___ Excerpted passage ___

McLaughlin is a member of the Million Dollar Advocates Forum and The American College of Legal Medicine, an invited member of The College of Master Advocates and Barristers and a fellow of the Litigation Counsel of America. He is also a diplomate of the American Board of Professional Liability Attorneys and was appointed by the Pennsylvania Association for Justice to membership on the Medical Malpractice Legislative Committee.

Oh, and he’s also climbed to Mt. Everest’s base camp, run with the bulls in Pamplona and finished the New York City Marathon.

“He’s an animal. Whatever Slade’s doing, he’s living it completely,” says McHugh. “That’s what makes him so successful.”

Well-Known Trial Lawyer Slade H. McLaughlin

MCLAUGHLIN HAS ALSO BECOME WELL-KNOWN for representing victims of child sexual abuse in some of the country’s most high-profile cases.

___

* Prompt 1 *
Answer these questions about the McLaughlin profile:
(a) Which organization appointed McLaughlin to the Medical Malpractice Legislative Committee?
(b) Which marathon has he finished?
(c) For representing which victims has he become well-known?
* Prompt 2 *
Return the McLaughlin profile word for word, from "Well-Known Trial Lawyer" up to and including "most high-profile cases.".

___ Data for analysis ___

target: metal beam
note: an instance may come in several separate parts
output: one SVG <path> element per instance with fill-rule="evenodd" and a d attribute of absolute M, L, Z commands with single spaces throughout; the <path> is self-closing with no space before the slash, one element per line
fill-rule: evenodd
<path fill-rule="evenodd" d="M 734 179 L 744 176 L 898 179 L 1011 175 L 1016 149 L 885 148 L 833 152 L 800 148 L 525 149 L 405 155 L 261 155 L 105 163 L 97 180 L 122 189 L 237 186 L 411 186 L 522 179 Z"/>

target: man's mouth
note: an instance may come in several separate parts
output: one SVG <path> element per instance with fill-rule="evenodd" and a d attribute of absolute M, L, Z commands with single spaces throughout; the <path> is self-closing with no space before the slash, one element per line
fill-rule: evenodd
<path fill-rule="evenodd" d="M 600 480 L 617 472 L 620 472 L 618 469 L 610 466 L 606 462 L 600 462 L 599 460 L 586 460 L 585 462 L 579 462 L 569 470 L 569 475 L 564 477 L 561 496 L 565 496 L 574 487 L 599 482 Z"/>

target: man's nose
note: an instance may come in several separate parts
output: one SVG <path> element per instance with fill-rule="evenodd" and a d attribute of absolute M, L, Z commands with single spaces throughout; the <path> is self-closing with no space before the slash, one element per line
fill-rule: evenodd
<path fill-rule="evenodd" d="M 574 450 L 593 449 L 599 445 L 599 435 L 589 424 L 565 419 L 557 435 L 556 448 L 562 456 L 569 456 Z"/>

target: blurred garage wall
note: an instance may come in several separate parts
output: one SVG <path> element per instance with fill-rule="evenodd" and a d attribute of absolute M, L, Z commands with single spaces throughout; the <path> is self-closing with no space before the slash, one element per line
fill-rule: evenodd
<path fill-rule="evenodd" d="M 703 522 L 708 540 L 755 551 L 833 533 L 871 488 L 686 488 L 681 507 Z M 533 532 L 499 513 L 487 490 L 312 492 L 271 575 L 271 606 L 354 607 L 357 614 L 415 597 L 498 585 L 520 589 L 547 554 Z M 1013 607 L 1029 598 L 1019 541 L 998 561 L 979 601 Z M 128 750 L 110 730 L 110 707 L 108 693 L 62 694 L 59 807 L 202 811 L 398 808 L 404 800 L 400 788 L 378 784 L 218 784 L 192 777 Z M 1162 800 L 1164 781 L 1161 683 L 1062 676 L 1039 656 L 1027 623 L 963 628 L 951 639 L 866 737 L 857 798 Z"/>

___

* Output 1 *
(a) The Pennsylvania Association for Justice
(b) The New York City Marathon
(c) Victims of child sexual abuse

* Output 2 *
Well-Known Trial Lawyer Slade H. McLaughlin

MCLAUGHLIN HAS ALSO BECOME WELL-KNOWN for representing victims of child sexual abuse in some of the country’s most high-profile cases.